Make an exact copy of every entry.

*** Entries provided

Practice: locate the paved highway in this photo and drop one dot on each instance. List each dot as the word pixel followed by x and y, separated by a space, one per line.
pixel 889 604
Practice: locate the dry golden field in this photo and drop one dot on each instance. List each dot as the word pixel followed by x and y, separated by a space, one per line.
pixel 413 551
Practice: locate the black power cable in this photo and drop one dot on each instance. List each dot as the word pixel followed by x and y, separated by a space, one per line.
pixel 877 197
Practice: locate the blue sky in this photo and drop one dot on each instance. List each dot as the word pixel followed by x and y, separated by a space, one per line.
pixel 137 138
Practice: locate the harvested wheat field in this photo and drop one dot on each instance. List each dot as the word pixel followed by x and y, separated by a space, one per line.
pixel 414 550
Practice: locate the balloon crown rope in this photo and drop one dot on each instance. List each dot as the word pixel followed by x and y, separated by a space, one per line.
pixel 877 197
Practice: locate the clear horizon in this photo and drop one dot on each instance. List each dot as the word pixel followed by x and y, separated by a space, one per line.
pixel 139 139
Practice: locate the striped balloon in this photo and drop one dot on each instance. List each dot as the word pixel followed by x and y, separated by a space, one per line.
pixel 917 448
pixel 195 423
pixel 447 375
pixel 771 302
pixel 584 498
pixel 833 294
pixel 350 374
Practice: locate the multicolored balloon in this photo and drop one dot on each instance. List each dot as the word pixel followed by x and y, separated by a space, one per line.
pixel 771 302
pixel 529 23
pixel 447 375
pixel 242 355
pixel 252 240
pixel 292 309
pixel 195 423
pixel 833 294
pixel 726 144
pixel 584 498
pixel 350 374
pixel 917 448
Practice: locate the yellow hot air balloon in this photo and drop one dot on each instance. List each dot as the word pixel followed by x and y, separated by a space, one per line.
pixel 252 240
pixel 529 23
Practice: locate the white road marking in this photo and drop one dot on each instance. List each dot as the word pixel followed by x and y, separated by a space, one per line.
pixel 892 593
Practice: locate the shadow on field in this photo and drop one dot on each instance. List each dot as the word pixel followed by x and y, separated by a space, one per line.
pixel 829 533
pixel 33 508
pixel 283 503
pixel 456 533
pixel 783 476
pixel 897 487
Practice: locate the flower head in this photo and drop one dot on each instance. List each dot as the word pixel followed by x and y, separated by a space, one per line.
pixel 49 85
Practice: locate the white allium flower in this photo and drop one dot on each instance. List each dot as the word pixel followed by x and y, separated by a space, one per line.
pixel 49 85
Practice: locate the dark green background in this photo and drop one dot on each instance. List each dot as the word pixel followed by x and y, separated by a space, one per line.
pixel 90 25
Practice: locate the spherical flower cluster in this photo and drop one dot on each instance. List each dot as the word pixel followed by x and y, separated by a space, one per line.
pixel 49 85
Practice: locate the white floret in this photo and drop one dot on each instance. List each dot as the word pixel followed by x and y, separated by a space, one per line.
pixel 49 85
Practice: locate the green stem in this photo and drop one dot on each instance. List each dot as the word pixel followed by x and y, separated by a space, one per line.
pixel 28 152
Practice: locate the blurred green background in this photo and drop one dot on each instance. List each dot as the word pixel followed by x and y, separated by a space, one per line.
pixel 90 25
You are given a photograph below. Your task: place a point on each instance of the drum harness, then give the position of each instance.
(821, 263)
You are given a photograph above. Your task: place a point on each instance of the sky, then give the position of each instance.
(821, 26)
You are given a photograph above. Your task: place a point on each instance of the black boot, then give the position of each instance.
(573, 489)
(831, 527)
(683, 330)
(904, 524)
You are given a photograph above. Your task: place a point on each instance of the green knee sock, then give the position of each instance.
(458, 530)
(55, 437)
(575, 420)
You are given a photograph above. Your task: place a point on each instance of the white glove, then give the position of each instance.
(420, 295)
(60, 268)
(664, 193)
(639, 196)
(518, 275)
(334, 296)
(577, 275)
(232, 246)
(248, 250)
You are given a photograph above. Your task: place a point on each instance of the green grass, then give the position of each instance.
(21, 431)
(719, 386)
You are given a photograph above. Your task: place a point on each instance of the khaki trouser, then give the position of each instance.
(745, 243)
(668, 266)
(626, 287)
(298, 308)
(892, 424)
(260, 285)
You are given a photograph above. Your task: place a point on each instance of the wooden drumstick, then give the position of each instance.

******

Your response:
Practice: locate the paved highway in this photo and drop one dot on each instance. List each dot as the word pixel followed by x and y, separated by a space, one per line.
pixel 889 604
Practice: locate the dry golden field in this photo and drop one dot on each instance. List each dot as the word pixel followed by x and y, separated by a space, one per line.
pixel 413 551
Practice: locate the black power cable in this photo and drop one dot on each instance. List each dot as the word pixel followed by x and y, separated by a space, one per line.
pixel 877 197
Practice: locate the blue sky in this photo and drop one dot on each instance. List each dot as the word pixel followed by x and y, separated by a space, one per line.
pixel 137 138
Practice: locate the harvested wheat field in this photo and drop one dot on each instance. List each dot as the word pixel followed by x and y, separated by a space, one per line.
pixel 414 550
Practice: locate the balloon crown rope in this photo and drop one dot on each instance. List each dot as the word pixel followed by x and y, separated by a space, one per line.
pixel 877 197
Practice: locate the clear horizon in this photo and drop one dot on each instance. List each dot as the word pixel followed by x and y, separated by a space, one per line.
pixel 139 139
Practice: locate the striped balloon in this photo and drop one dot on each instance. List each dot as the word pixel followed by x and y, separated by a space, one per line.
pixel 917 448
pixel 195 423
pixel 447 375
pixel 771 302
pixel 584 498
pixel 833 294
pixel 350 374
Practice: locate the multicolored balloon in this photo and drop one dot on each instance. List each dot as the word pixel followed by x and y, separated by a space, one per line.
pixel 771 302
pixel 529 23
pixel 447 375
pixel 242 355
pixel 252 240
pixel 292 309
pixel 195 423
pixel 833 294
pixel 726 144
pixel 584 498
pixel 350 374
pixel 917 448
Practice: locate the yellow hot air balloon in this photo and drop one dot on each instance. List each dot as the word pixel followed by x and y, separated by a space, one per line.
pixel 252 240
pixel 529 23
Practice: locate the white road marking in this photo and drop one dot on each instance. List each dot as the word pixel followed by x and y, separated by a space, one per line.
pixel 892 593
Practice: locate the shadow on field in this photo and drop one dot on each instance. List each dot as the word pixel followed by x and y, separated by a space, one per line.
pixel 829 533
pixel 33 508
pixel 283 503
pixel 456 533
pixel 783 476
pixel 897 487
Practice: locate the flower head in this photo and drop one dot on each instance. List each dot as the word pixel followed by x and y, separated by a space, one per line.
pixel 49 85
Practice: locate the white allium flower in this photo and drop one dot on each instance. List each dot as the word pixel followed by x and y, separated by a space, one per line.
pixel 49 85
Practice: locate the dark green background in this photo and drop one dot on each instance. List each dot as the word pixel followed by x and y, separated by a space, one per line.
pixel 90 25
Practice: locate the spherical flower cluster in this photo and drop one dot on each instance. List each dot as the word pixel followed by x and y, separated by a space, one per line.
pixel 49 85
Practice: locate the white floret in this photo and drop one dot on each instance. List each dot as the word pixel followed by x and y, separated by a space, one per line.
pixel 49 85
Practice: locate the green stem in this photo and drop one dot on each instance. List each dot as the word pixel followed by x and y, separated by a space, one per line.
pixel 28 152
Practice: locate the blurred green background in this photo and drop one dot on each instance. List each dot as the word pixel followed by x and y, separated by a space, one per line.
pixel 90 25
You are given a photograph below. Your task: place a point on each instance of the drum harness, then give the position of each instance.
(821, 263)
You are given a photograph above. Your task: place a point on each instance of the sky, then give the position of each instance.
(821, 26)
You are given a photograph above. Your task: place a point on each instance of the black boot, then give the position of each instance.
(573, 489)
(831, 527)
(683, 330)
(904, 524)
You are given a photograph above. Your task: place a point on each instance of the green knee sock, then give the position of each instance.
(458, 530)
(55, 437)
(575, 420)
You are given a photograph above. Your task: place a point on each instance of the white glove, then give the position of each instance.
(420, 295)
(60, 268)
(664, 193)
(639, 196)
(518, 275)
(334, 296)
(577, 275)
(232, 246)
(248, 250)
You are given a photograph above. Your task: place a point on each instance of the green grass, then give the position of each instance.
(21, 431)
(719, 386)
You are given a photograph above. Your task: place a point on each instance of the khaki trouser, then give the position of each instance.
(745, 243)
(668, 266)
(626, 287)
(298, 308)
(892, 424)
(260, 285)
You are given a photograph above. Your task: place a point on each instance of the wooden drumstick, then give the position of each instance.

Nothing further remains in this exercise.